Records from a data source
------------------------------------
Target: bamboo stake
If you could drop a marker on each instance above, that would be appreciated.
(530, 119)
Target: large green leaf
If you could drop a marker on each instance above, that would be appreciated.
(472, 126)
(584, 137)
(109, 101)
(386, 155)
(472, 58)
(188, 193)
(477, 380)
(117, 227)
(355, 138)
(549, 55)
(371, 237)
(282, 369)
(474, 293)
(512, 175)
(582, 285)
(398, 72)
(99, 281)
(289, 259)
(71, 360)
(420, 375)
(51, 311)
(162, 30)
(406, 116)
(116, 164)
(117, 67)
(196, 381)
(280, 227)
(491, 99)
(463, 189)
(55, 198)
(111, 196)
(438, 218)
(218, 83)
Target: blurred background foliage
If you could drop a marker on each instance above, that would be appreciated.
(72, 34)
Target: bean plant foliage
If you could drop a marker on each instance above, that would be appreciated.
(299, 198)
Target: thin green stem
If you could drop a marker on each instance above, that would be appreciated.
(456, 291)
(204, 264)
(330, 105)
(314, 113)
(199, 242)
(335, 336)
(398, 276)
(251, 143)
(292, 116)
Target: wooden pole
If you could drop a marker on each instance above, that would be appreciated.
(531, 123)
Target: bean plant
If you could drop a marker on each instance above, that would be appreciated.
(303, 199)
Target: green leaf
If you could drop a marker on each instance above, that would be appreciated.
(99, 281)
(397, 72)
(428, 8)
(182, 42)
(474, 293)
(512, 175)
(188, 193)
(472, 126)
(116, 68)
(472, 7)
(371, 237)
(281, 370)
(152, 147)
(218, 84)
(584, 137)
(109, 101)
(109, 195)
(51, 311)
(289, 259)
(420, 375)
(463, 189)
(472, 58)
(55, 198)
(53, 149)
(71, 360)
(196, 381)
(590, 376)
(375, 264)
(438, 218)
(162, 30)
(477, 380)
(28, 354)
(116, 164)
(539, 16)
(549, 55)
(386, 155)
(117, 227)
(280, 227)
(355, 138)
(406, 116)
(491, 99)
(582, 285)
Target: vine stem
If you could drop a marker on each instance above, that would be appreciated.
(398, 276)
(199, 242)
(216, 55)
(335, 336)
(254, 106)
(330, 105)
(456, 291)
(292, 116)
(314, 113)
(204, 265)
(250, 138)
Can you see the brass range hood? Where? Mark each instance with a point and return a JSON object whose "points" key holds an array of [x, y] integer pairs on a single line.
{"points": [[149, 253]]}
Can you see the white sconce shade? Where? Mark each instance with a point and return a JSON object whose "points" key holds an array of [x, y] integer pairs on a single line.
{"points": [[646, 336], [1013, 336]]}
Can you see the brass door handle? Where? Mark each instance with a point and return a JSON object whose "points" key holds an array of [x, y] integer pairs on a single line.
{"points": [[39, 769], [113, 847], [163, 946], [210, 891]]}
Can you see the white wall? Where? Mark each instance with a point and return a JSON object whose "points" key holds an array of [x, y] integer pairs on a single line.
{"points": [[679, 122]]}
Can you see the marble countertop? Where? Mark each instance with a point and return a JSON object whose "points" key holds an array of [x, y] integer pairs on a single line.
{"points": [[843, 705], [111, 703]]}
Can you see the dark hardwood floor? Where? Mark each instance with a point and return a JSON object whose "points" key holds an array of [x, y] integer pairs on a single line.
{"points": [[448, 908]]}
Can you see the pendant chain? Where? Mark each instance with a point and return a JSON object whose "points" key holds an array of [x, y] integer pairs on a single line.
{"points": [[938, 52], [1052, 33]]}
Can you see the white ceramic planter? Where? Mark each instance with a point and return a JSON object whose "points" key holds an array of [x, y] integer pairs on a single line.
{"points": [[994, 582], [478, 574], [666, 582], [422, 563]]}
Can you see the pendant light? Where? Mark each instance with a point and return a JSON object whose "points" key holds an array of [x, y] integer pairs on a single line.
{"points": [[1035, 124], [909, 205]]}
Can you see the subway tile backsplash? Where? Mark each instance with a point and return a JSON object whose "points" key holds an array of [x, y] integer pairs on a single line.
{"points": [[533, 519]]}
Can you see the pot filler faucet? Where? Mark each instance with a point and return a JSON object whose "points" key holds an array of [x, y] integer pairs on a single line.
------------------------------------
_Set problem_
Write out everything from the line containing "Can you see the pendant chain?" down to the end of the material again, including the requests. Multiply every coordinate in the answers by 1.4 and round each to a whole number, rounding halves up.

_Complete answer_
Can you see the pendant chain? Where? Mark each instance with a point and return a JSON object whose "points" key holds an array of [x, y] integer pairs on a single line.
{"points": [[1313, 73], [1473, 46]]}
Can you see the white ceramic planter? Where? Mark each instance with a point and return a JSON object whose "points" key holds an array of [x, y] integer pairs on a single line.
{"points": [[1392, 815], [669, 804], [932, 815], [591, 788]]}
Can you see the pendant light? Where? Mark each instance with a point and return a JSON object whose "points" key holds an array of [x, y] integer pairs on a single line.
{"points": [[1449, 174], [1273, 287]]}
Can you see the subway tile backsplash? Where? Mark each instance with a point and return a JSON object whose "points" key holds an array of [x, y] integer pairs on a single line.
{"points": [[746, 727]]}
Can you see the pot filler faucet? Where? Mark each instance with a point and return a JSON object whose "points" key holds an array of [x, y] integer pairs on a single line.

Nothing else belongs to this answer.